TEXT TO READ |
Hyacinth beds will be a new thing here, but I doubt if they will make us quite so happy as hitherto the unexpected advent of some stray pyramid of small odorous bells, pink, blue, or creamy-white, in out-of-the-way places about the garden. After their flowering is over, the pot-bulbs are always turned out somewhere in the borders. When a plant has lived with us for a time under the same roof, or even in the green-house, giving out for us its whole self of sweetness or of beauty, it seems so cruel that it should at last be thrown away as if worthless and forgotten! Some Narcissus that have had their day have just been put into a round bed on the further lawn, mixed with the "Mrs. Sinkins" white Pink; and there is a rim all round of double lilac Primroses. I have long wished to have plenty of that dear old neglected Primrose; so now we have a number of healthy roots from an old garden in Derbyshire. In the centre of this bed is a very tall dead Cupressus, one of our few failures in transplantation last spring. A Cobæa, which was to have grown up quick and made a "bonnie green gown" for the poor bare tree, proved failure number two. It absolutely refused to grow, or do anything but look stunted and miserable, till one day, late in October, there it was running up the tree as fast as possible, clothing every twig with leaves and tendrils, and large, deep, bell-like blossoms! Its day must be short, however, at the wrong end of the year, and even now its bells are chilled to a greenish hue. A fine red climbing Rose on one side, and one of the old Blairii on the other, will make a kinder and more beautiful summer garment.

GIVEN DATA |
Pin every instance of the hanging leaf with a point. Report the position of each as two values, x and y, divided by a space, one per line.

REQUESTS |
[1] According to the garden passage, where did the roots of the double lilac Primrose come from?
[2] Write the next part of the garden passage, starting right after its final sentence.

TASK RESPONSES |
[1] From an old garden in Derbyshire.

[2]
We have made a new Lavender border, and now I hope to have enough, when dried, to lay within the drawers and wardrobes, and give us "all the perfume of summer, when summer is gone;" enough, too, for pot-pourri, though we do not always make this fresh each year. It takes time, and there is so little time in these days! and often the Roses are too wet, and the Lavender too scarce. The recipe we use is an old one: the paper is yellow, and the ink faded. But our best pot-pourri of these days comes not near the undying fragrance of some Rose leaves— three generations old— that we still preserve in one or two old covered jars and bowls of Oriental porcelain. Along the south wall, an oblong bed is planted with dark purple Heartsease, and two more with yellow. There are six beds, and in the spring they will glow resplendently with setting of Crocuses, white, yellow, and lilac; meanwhile a good layer of cocoanut fibre gives a look of comfort for the winter; and moreover, rather annoys the field-mice.
Under the Holly hedge, facing south, a narrow border has been made ready to receive a quantity of white Iris roots. The Holly hedge, planted for shelter and for pleasure, along a broad walk on one side of the carriage drive, is not in itself a success as yet. It was put in four years ago, but the trees were too old, I think; this year it is flushed all over with scarlet berries.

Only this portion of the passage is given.